Try it. The line containing "Check that every instance of the small potted" and each line after it, through the final line of the data, are to be retyped exactly, with pictures left out.

Data.
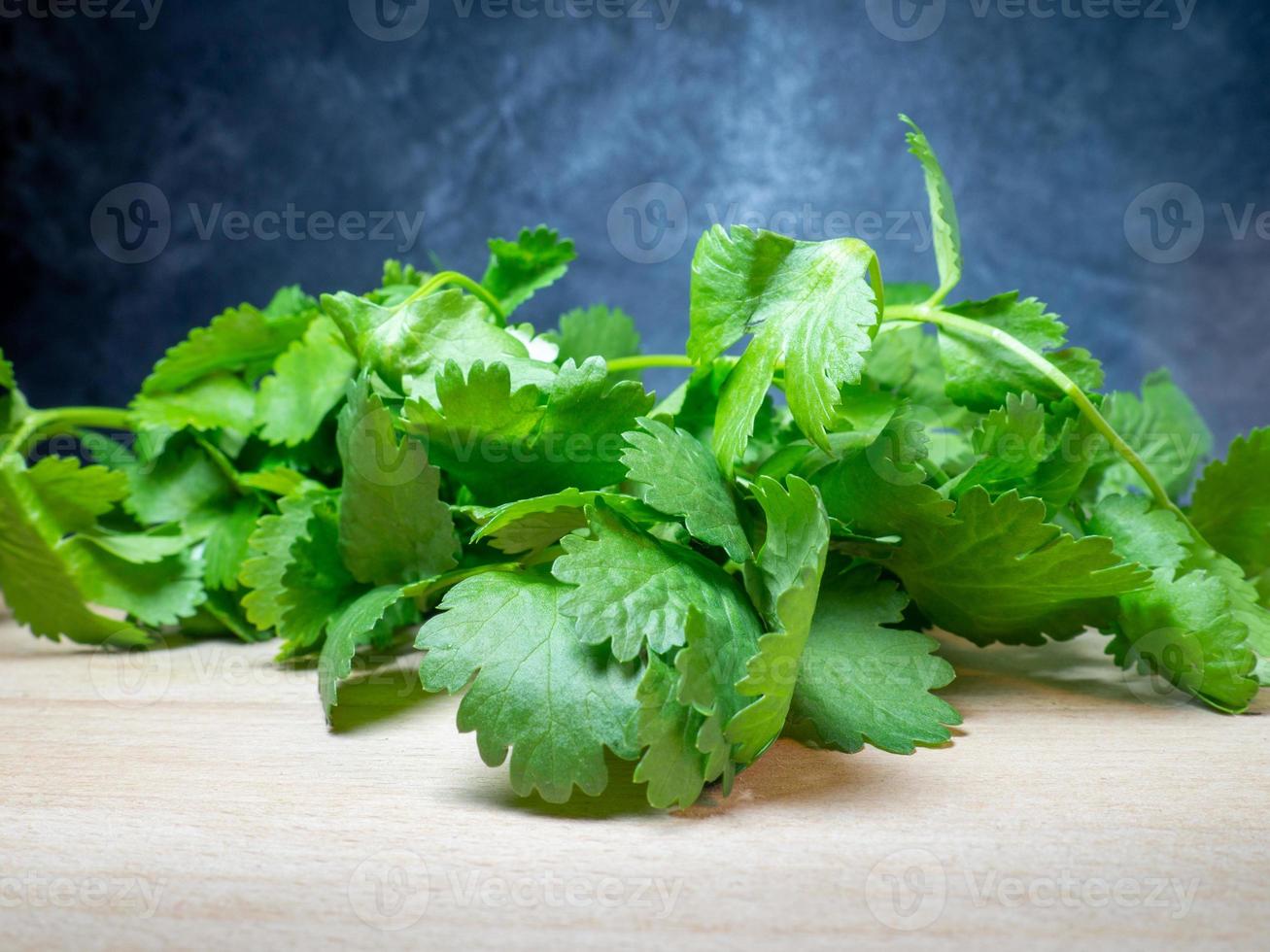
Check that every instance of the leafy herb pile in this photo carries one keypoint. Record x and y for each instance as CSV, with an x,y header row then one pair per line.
x,y
678,582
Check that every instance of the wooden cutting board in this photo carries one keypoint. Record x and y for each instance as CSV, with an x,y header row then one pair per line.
x,y
194,799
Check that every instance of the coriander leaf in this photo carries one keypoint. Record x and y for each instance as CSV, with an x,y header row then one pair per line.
x,y
418,338
393,526
597,331
860,682
71,495
348,629
520,268
173,487
38,586
1232,507
218,401
1198,624
635,589
806,302
315,583
1166,430
227,543
980,373
997,571
532,525
507,444
155,595
683,479
269,558
944,223
240,340
306,384
790,562
538,691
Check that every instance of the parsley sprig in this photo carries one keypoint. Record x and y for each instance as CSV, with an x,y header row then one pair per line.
x,y
673,582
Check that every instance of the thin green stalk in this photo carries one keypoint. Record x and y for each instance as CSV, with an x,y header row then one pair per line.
x,y
69,418
925,314
642,362
442,278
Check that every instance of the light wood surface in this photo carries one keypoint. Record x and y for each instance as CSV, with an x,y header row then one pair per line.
x,y
194,799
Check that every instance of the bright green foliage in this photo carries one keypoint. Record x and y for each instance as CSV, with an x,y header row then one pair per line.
x,y
508,443
944,223
633,589
1232,507
351,629
1166,430
807,303
790,565
863,681
980,375
393,526
538,691
597,331
418,338
241,340
674,583
520,268
306,384
682,479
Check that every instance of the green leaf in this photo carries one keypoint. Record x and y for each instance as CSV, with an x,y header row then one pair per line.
x,y
73,496
393,526
507,444
944,224
1232,507
807,303
1166,430
980,373
634,589
307,382
218,401
532,525
240,340
228,543
683,479
597,331
269,556
537,690
350,629
861,682
181,481
418,338
520,268
1198,625
38,586
315,583
790,562
155,595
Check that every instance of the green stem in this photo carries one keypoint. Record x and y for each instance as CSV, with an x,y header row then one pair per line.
x,y
69,418
442,278
641,362
926,314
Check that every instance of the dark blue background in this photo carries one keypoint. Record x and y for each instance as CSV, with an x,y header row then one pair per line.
x,y
1047,127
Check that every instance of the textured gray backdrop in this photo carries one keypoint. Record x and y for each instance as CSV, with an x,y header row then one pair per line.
x,y
1053,117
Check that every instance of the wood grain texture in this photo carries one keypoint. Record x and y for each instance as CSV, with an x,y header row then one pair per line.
x,y
194,799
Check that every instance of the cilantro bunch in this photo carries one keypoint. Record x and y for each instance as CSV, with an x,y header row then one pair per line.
x,y
674,582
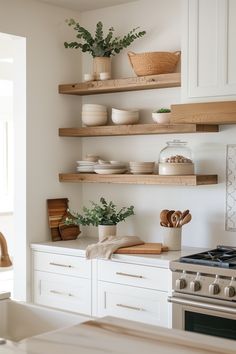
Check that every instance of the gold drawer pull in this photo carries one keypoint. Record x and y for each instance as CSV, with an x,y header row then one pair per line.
x,y
61,265
129,275
60,293
130,307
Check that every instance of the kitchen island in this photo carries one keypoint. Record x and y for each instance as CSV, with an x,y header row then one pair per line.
x,y
118,336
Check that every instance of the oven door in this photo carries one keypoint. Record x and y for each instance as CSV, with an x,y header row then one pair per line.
x,y
204,315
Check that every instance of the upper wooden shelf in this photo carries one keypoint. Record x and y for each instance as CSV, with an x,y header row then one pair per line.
x,y
122,85
190,180
137,129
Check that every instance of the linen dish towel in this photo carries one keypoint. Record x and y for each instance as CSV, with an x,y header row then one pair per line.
x,y
105,248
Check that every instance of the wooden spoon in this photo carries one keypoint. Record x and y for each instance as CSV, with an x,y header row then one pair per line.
x,y
185,220
168,216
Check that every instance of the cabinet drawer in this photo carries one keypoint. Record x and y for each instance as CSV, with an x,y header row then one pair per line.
x,y
136,304
62,264
133,274
62,292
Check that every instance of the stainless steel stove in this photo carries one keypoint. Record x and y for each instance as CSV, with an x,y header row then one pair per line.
x,y
204,292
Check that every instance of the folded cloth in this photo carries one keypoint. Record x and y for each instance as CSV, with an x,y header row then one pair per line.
x,y
106,247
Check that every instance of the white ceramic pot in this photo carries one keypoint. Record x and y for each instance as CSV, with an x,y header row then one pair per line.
x,y
161,118
101,65
172,237
106,230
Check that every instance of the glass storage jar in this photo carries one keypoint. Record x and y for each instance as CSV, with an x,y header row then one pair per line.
x,y
176,159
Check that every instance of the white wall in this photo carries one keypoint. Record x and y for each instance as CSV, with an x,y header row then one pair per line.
x,y
162,20
48,64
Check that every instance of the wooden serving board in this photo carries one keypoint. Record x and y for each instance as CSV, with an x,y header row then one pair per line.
x,y
146,248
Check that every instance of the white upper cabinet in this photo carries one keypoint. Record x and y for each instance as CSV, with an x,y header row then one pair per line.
x,y
208,50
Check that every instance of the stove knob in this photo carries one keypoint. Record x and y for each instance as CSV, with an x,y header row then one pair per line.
x,y
181,283
229,291
214,289
195,285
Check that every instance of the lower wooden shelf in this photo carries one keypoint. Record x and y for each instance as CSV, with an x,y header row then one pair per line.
x,y
188,180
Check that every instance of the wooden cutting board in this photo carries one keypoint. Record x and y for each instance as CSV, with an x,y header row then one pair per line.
x,y
146,248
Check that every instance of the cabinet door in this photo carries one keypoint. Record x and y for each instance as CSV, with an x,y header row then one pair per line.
x,y
62,292
137,304
209,51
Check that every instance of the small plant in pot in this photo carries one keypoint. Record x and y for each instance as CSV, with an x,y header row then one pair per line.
x,y
162,116
105,215
101,46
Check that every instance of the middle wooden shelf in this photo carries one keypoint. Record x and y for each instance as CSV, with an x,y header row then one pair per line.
x,y
138,129
126,178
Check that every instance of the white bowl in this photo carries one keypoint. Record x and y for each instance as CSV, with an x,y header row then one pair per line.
x,y
87,107
161,118
93,121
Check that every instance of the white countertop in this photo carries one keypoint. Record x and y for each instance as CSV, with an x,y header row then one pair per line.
x,y
78,247
113,335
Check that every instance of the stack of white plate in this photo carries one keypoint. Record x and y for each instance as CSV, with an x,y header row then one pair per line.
x,y
120,116
142,167
85,166
108,168
94,115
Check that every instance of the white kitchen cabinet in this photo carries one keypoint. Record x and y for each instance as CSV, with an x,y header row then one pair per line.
x,y
135,292
208,50
62,281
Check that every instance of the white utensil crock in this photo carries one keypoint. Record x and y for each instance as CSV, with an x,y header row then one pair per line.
x,y
172,237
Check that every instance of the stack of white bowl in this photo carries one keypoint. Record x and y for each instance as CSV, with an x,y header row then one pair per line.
x,y
110,167
121,116
143,167
94,114
85,166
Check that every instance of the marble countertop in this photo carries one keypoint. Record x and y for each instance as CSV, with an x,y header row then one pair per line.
x,y
118,336
78,247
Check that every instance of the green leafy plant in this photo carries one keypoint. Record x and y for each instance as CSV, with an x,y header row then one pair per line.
x,y
163,110
101,214
100,45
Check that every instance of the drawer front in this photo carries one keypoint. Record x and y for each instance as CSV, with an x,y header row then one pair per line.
x,y
62,264
136,304
62,292
133,274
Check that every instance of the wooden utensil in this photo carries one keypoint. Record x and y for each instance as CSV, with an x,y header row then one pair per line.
x,y
186,219
175,218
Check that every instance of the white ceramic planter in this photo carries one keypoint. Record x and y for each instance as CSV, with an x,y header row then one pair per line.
x,y
161,118
106,230
172,237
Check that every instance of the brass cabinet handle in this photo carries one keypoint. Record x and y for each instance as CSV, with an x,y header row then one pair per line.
x,y
130,307
60,293
61,265
129,275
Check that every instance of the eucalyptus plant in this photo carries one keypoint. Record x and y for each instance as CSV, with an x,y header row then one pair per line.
x,y
100,45
105,213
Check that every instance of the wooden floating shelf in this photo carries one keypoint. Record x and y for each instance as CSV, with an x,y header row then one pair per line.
x,y
122,85
137,129
204,113
190,180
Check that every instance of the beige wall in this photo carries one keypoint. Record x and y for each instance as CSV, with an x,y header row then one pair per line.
x,y
48,64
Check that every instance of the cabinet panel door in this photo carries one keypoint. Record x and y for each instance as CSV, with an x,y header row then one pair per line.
x,y
137,304
62,292
133,274
209,52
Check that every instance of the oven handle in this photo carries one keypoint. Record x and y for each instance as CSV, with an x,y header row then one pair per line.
x,y
202,305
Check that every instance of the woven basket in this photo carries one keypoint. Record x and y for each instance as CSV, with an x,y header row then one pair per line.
x,y
154,63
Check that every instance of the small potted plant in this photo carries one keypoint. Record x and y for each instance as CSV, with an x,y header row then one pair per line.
x,y
99,46
162,116
104,215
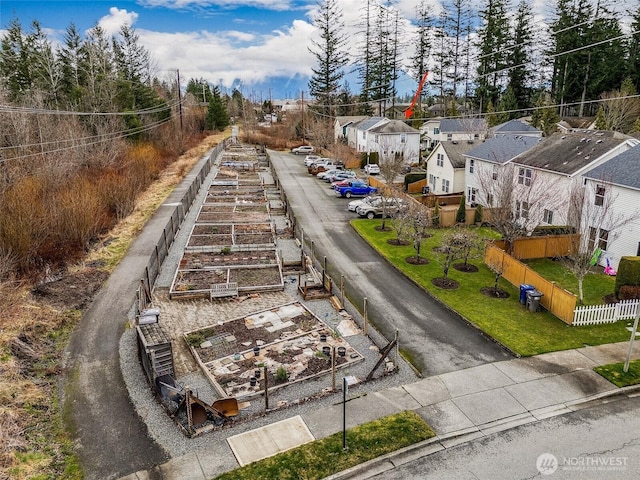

Task result.
Check that every instance of the small potted plant in this photo carries one keypoint. Record x and y for each instance as CSV, with an x,y header row then one pair per line.
x,y
99,46
162,116
104,215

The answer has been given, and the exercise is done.